▶ **Instructions**
1) In the text-patching thread, what new name is text_poke_bp() given?
2) Retype the part of the text-patching thread starting with "Posted by Ingo Molnar 8 months, 2 weeks" and going on through "procrastinated it :-)".
3) Summarize the text-patching thread in two sentences.

▶ **Document passage**

=====

Can you please use your own tree for WIP stuff?
Re: [PATCH -v2 00/49] Simplify, reorganize and clean up the x86 text-patching code (alternative.c)
Posted by Ingo Molnar 8 months, 2 weeks ago
* Peter Zijlstra <peterz@infradead.org> wrote:

> On Fri, Mar 28, 2025 at 02:26:15PM +0100, Ingo Molnar wrote:
> > This tree can also be found at:
> > 
> >   git://git.kernel.org/pub/scm/linux/kernel/git/tip/tip WIP.x86/alternatives
> 
> Can you please use your own tree for WIP stuff?

Certainly! Wanted to do that for some time anyway, to reduce mixups 
with -tip, but procrastinated it :-)

I have just moved all of my Work-In-Progress branches to:

  git://git.kernel.org/pub/scm/linux/kernel/git/mingo/tip.git

    WIP.x86/alternatives
    WIP.x86/msr
    WIP.x86/core
    WIP.x86/cpu
    WIP.x86/fpu
    WIP.core/bugs
    ...

Thanks,

	Ingo
Re: [PATCH -v2 00/49] Simplify, reorganize and clean up the x86 text-patching code (alternative.c)
Posted by Peter Zijlstra 8 months, 2 weeks ago
On Fri, Mar 28, 2025 at 02:26:15PM +0100, Ingo Molnar wrote:
> This series has 3 main parts:
> 
> (1)
> 
> The first part of this series performs a thorough text-patching API namespace
> cleanup discussed with Linus for the -v1 series:
> 
> 	# boot/UP APIs & single-thread helpers:
> 
> 						text_poke()
> 						text_poke_kgdb()
> 	[ unchanged APIs: ]			text_poke_copy()
> 						text_poke_copy_locked()
> 						text_poke_set()
> 
> 						text_poke_addr()
> 
> 	# SMP API & helpers namespace:
> 
> 	text_poke_bp()			=>	smp_text_poke_single()
> 	text_poke_loc_init()		=>	__smp_text_poke_batch_add()
> 	text_poke_queue()		=>	smp_text_poke_batch_add()
> 	text_poke_finish()		=>	smp_text_poke_batch_finish()
> 
> 	text_poke_flush()		=>	[removed]
> 
> 	text_poke_bp_batch()		=>	smp_text_poke_batch_process()
> 	poke_int3_handler()		=>	smp_text_poke_int3_trap_handler()
>         text_poke_sync()		=>	smp_text_poke_sync_each_cpu()
> 

Not sure I like that; smp_text_poke_ is a bit of a mouth full, esp. if
you're then adding even more text.

Do we really need function names this long?
Re: [PATCH -v2 00/49] Simplify, reorganize and clean up the x86 text-patching code (alternative.c)
Posted by Ingo Molnar 8 months, 1 week ago
* Peter Zijlstra <peterz@infradead.org> wrote:

> On Fri, Mar 28, 2025 at 02:26:15PM +0100, Ingo Molnar wrote:
> > This series has 3 main parts:
> > 
> > (1)
> > 
> > The first part of this series performs a thorough text-patching API namespace
> > cleanup discussed with Linus for the -v1 series:
> > 
> > 	# boot/UP APIs & single-thread helpers:
> > 
> > 						text_poke()

=====

▶ **Data listing**
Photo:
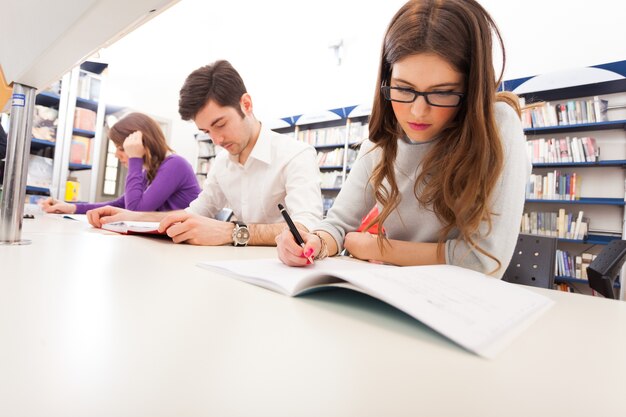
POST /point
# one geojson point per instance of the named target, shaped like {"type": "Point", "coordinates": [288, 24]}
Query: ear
{"type": "Point", "coordinates": [246, 104]}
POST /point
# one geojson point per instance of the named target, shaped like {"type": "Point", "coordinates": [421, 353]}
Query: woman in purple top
{"type": "Point", "coordinates": [157, 180]}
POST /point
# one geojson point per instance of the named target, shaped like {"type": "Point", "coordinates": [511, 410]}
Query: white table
{"type": "Point", "coordinates": [98, 324]}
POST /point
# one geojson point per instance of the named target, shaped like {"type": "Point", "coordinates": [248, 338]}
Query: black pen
{"type": "Point", "coordinates": [292, 228]}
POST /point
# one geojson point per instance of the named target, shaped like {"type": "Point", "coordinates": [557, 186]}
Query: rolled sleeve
{"type": "Point", "coordinates": [302, 184]}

=====

▶ **Answers to each task**
1) smp_text_poke_single()

2)
Posted by Ingo Molnar 8 months, 2 weeks ago
* Peter Zijlstra <peterz@infradead.org> wrote:

> On Fri, Mar 28, 2025 at 02:26:15PM +0100, Ingo Molnar wrote:
> > This tree can also be found at:
> > 
> >   git://git.kernel.org/pub/scm/linux/kernel/git/tip/tip WIP.x86/alternatives
> 
> Can you please use your own tree for WIP stuff?

Certainly! Wanted to do that for some time anyway, to reduce mixups 
with -tip, but procrastinated it :-)

3) When Peter Zijlstra asked for a separate tree for WIP work, Ingo Molnar moved all Work-In-Progress branches, including WIP.x86/alternatives, to git://git.kernel.org/pub/scm/linux/kernel/git/mingo/tip.git. Peter Zijlstra also objected to the renamed text-patching functions, calling the smp_text_poke_ prefix a mouthful and asking whether function names that long are really needed.